>> BEGIN Input rows

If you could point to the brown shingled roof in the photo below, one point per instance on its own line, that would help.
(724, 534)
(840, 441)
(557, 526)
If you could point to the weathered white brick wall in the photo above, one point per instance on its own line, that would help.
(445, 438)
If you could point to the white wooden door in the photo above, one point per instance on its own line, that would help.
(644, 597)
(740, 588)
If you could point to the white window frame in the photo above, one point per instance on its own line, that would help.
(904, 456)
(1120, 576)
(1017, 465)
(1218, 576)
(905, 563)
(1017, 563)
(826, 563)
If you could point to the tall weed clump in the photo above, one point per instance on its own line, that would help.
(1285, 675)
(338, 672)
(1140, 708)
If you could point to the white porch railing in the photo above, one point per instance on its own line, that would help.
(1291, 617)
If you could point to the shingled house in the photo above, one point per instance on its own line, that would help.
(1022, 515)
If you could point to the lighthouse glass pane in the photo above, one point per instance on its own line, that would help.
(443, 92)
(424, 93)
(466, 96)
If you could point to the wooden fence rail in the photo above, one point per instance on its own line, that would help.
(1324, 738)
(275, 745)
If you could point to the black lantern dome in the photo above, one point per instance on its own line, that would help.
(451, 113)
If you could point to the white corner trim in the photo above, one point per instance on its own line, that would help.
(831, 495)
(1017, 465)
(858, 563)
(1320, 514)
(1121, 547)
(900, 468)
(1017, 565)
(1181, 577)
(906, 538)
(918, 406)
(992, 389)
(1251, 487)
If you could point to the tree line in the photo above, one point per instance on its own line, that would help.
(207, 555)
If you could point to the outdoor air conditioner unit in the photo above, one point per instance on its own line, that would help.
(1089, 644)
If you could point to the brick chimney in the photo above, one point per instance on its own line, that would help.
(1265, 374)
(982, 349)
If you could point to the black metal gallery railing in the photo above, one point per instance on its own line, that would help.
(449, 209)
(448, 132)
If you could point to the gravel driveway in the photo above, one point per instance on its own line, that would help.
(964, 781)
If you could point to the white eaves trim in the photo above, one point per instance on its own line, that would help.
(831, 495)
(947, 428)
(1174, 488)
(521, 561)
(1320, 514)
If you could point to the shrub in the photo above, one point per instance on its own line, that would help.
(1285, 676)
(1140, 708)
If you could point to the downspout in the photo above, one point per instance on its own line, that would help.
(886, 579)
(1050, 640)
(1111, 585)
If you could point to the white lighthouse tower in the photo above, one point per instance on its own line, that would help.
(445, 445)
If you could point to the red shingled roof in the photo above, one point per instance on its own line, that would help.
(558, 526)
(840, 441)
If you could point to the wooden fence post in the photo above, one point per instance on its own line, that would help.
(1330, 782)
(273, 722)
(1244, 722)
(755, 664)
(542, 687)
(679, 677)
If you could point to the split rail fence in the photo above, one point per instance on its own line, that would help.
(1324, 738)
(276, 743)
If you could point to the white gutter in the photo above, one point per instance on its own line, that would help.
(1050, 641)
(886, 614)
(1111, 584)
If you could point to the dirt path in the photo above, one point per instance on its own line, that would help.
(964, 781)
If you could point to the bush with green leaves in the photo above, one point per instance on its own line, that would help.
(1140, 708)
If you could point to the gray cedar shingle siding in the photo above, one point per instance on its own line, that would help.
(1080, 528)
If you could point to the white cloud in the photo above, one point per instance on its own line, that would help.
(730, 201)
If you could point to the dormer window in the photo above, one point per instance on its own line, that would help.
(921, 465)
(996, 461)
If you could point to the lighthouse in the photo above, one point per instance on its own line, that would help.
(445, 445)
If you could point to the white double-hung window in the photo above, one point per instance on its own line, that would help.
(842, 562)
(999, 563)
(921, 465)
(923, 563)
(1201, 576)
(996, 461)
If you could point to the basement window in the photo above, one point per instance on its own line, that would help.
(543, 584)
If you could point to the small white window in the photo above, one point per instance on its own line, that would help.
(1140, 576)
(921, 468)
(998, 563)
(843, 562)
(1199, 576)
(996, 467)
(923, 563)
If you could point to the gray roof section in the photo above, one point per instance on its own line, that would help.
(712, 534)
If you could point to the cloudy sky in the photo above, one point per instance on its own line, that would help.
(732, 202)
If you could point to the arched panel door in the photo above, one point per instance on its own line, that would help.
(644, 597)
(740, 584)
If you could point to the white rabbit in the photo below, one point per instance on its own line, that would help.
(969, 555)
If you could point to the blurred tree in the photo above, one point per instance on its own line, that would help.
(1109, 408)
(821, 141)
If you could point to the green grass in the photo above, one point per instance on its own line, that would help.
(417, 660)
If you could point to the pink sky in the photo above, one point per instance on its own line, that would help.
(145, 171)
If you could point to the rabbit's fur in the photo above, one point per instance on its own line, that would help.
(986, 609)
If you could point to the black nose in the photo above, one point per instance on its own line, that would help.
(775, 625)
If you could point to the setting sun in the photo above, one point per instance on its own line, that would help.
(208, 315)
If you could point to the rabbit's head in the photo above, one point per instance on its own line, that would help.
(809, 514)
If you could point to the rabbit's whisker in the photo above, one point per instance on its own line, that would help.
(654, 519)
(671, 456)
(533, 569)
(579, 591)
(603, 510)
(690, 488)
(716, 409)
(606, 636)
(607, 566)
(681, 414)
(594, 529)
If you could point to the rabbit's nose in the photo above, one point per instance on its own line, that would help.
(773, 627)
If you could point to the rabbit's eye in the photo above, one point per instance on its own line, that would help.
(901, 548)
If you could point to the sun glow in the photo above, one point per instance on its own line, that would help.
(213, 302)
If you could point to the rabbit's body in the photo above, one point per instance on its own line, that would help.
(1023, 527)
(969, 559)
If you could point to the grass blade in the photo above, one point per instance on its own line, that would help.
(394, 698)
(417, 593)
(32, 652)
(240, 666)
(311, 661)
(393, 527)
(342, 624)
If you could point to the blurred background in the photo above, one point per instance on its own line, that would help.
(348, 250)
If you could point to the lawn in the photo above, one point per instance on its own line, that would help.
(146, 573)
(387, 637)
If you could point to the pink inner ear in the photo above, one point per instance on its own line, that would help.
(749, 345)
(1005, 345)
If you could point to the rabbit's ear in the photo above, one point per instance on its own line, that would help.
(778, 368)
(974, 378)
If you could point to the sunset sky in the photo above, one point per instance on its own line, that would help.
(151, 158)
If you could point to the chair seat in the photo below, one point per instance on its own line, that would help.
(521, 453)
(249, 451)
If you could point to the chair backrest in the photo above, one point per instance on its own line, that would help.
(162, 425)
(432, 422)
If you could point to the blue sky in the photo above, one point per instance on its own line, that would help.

>> END Input rows

* Written exercise *
Rewrite all of the data above, replacing "one point per instance" with "one point per item" everywhere it occurs and leaving everything else unchanged.

* Answer to this exercise *
If you could point to the brown shingled roof in the photo below, one point per item on its own line, that would help.
(724, 534)
(840, 441)
(557, 526)
If you could point to the weathered white brick wall in the photo above, one point per item on its own line, that would help.
(445, 438)
If you could point to the white wooden door in the photo above, one point per item on its own line, that would help.
(644, 597)
(740, 588)
If you could point to the white window frame in the photo above, one point per item on its own line, that would help.
(904, 456)
(1120, 576)
(1017, 465)
(1218, 576)
(905, 563)
(1017, 563)
(826, 563)
If you could point to the tall weed clump in the photo above, one point per item on its own line, that would help.
(1285, 675)
(338, 672)
(1140, 708)
If you could point to the white porch railing in the photo above, one point per item on its own line, that would help.
(1291, 617)
If you could point to the shingled house in the photo above, one point per item on its own line, that would help.
(1022, 515)
If you could point to the lighthouse glass pane in the photo above, one point per item on its own line, that would help.
(443, 92)
(424, 93)
(466, 96)
If you could point to the wooden fence rail in the photo above, one point per item on its own line, that would help.
(1324, 738)
(275, 745)
If you could point to the black lantern dome in the photo above, one point per item on its own line, that would help.
(451, 113)
If you could point to the white corner trim in the photo above, one point per item on its own line, that would help.
(831, 495)
(1017, 465)
(858, 563)
(1320, 514)
(1121, 547)
(900, 468)
(1017, 565)
(1181, 577)
(906, 538)
(918, 406)
(992, 389)
(1251, 487)
If you could point to the tree line in the photo above, one point per item on its own line, that would help.
(207, 555)
If you could point to the outdoor air conditioner unit in the photo above, one point per item on its own line, that would help.
(1089, 644)
If you could point to the brick chimney in the photo above, one point per item on its own line, that would help.
(1265, 374)
(982, 349)
If you could point to the black metal gallery railing in the photo above, one point per item on its own line, that would help.
(449, 209)
(448, 132)
If you could point to the gravel driveway in the photo above, one point per item on its own line, that would help.
(964, 781)
If you could point to the white eaves trim in the photo above, one point per item on its own line, that would help.
(831, 495)
(947, 428)
(1174, 488)
(521, 561)
(1320, 514)
If you could point to the shrub in the photo above, one point per item on its own line, that would help.
(1285, 676)
(1140, 708)
If you could point to the downspout in the photo above, one point per item on its own line, that would help.
(886, 579)
(1050, 640)
(1111, 585)
If you could point to the white lighthouse tower in the photo above, one point per item on its own line, that would help.
(445, 445)
If you could point to the red shingled roof in the photo above, one point per item on its own line, that would help.
(558, 526)
(840, 441)
If you could point to the wooden fence post in the photo above, one point per item on its own line, that would help.
(1330, 782)
(273, 722)
(1244, 722)
(755, 664)
(542, 687)
(679, 677)
If you could point to the split rail fence in the photo above, one point per item on its own line, that would help.
(1324, 738)
(276, 743)
If you could point to the white gutter in the photo above, one point per item on its own line, that would help.
(1050, 641)
(886, 614)
(1111, 584)
If you could point to the dirt path in the photo above, one point per item on its own line, that would help.
(964, 781)
If you could point to the bush with green leaves in the photo above, one point per item on its own line, that would help.
(1140, 708)
If you could point to the gray cedar shingle siding in the photo above, one point per item on its own line, that would help.
(1080, 528)
If you could point to the white cloud in the photo above, one point per item on its own line, that would help.
(730, 201)
If you could point to the dormer window in the photo above, one point per item on its own line, that would help.
(921, 465)
(996, 461)
If you could point to the lighthouse in the photo above, one point per item on its own line, that would help.
(445, 445)
If you could point to the white double-hung window in the photo above, one point per item on its own line, that would help.
(842, 562)
(999, 563)
(921, 465)
(923, 563)
(1201, 576)
(996, 461)
If you could point to the basement window in the photo above, one point per item on its own line, that would help.
(543, 584)
If you could point to the small white window in the photo above, one point per item on its own line, that would help.
(1140, 576)
(921, 468)
(998, 563)
(843, 562)
(1199, 576)
(996, 467)
(923, 563)
If you could point to the gray roof section in the photo above, one point per item on its own line, that would help.
(712, 534)
If you could point to the cloudy sky in the photo above, one point per item on its own line, that would help.
(732, 202)
If you could point to the arched panel door in the photo above, one point per item on its own line, that would help.
(644, 597)
(740, 584)
If you could point to the white rabbit in the photo below, one point per item on its own line, that would help.
(969, 555)
If you could point to the blurred tree in the photo above, one point per item on its own line, that would help.
(1109, 408)
(821, 141)
If you could point to the green grass in the photo above, one point per item on its own line, that would help.
(417, 660)
If you could point to the pink sky in the photo above, one point per item on its own line, that would help.
(145, 171)
If you could point to the rabbit's fur in the photo above, one point per item on its own line, that would help.
(986, 609)
If you could point to the black nose in the photo above, one point per item on its own line, that would help.
(775, 625)
If you could point to the setting sun in the photo above, one point per item on its own line, that would help.
(208, 315)
If you could point to the rabbit's head in the photo above, one point per item on its own line, that would help.
(809, 514)
If you could point to the rabbit's whisker in the photo above, one point per item on its own line, that would help.
(654, 519)
(671, 456)
(533, 569)
(579, 591)
(603, 510)
(690, 488)
(716, 409)
(606, 636)
(607, 566)
(681, 414)
(594, 529)
If you could point to the rabbit's nose in the photo above, one point per item on its own line, that would help.
(773, 627)
If you could point to the rabbit's eye in the photo above, one point per item on its own line, that would help.
(901, 548)
If you could point to the sun glow in the photo above, one point per item on its own line, that would help.
(213, 302)
If you could point to the rabbit's body in the photo above, one point per item on its own line, that would help.
(1023, 527)
(969, 559)
If you could point to the grass blade in the photo above, one point per item on its own line, that would help.
(394, 698)
(417, 593)
(32, 652)
(240, 666)
(311, 661)
(393, 527)
(342, 624)
If you could point to the blurred background in the photo above, one point per item on its own line, that would help.
(348, 250)
If you could point to the lawn in the photo above, one point per item on its own line, that would help.
(146, 573)
(387, 637)
If you could point to the pink inner ear in the photo above, one point per item on its own line, that would help.
(749, 345)
(1005, 345)
If you could point to the rabbit's ear in the photo above, one point per item on its own line, that would help.
(778, 368)
(974, 378)
If you could point to the sunset sky in the photo above, one point per item on its own line, that would help.
(151, 158)
If you could point to the chair seat in the photo below, one point per item on its own line, that would help.
(521, 453)
(249, 451)
If you could point to the chair backrest in the photo above, one point per item on its own line, that would help.
(162, 425)
(432, 422)
If you could point to the blue sky in the photo above, one point per item on its own line, that would help.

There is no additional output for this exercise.